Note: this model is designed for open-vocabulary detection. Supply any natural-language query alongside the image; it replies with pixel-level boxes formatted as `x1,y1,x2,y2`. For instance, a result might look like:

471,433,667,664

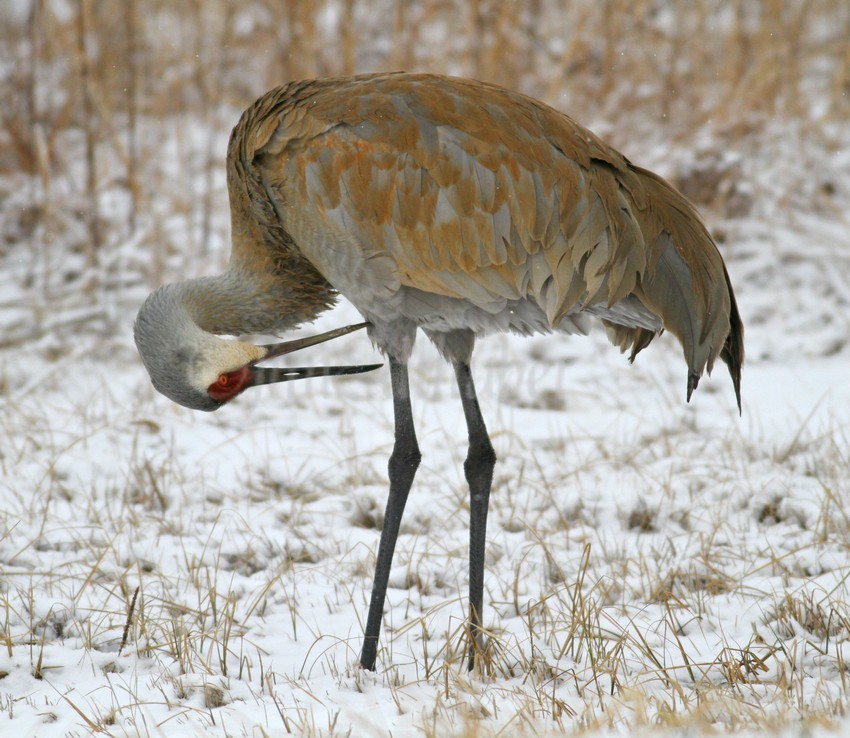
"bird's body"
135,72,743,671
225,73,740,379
• • • •
§ Task to carry out: What you return must match the records exactly, apart from the images, which are omitted.

§ The answer:
Note: this model is designed for open-vocabulary detection. Supply any natural-language query alongside the image; it replies with pixel-level boxes formatted as `x1,y1,x2,y2`. For instance, a result might look like:

471,433,667,664

"bird's body"
135,72,743,671
225,73,740,379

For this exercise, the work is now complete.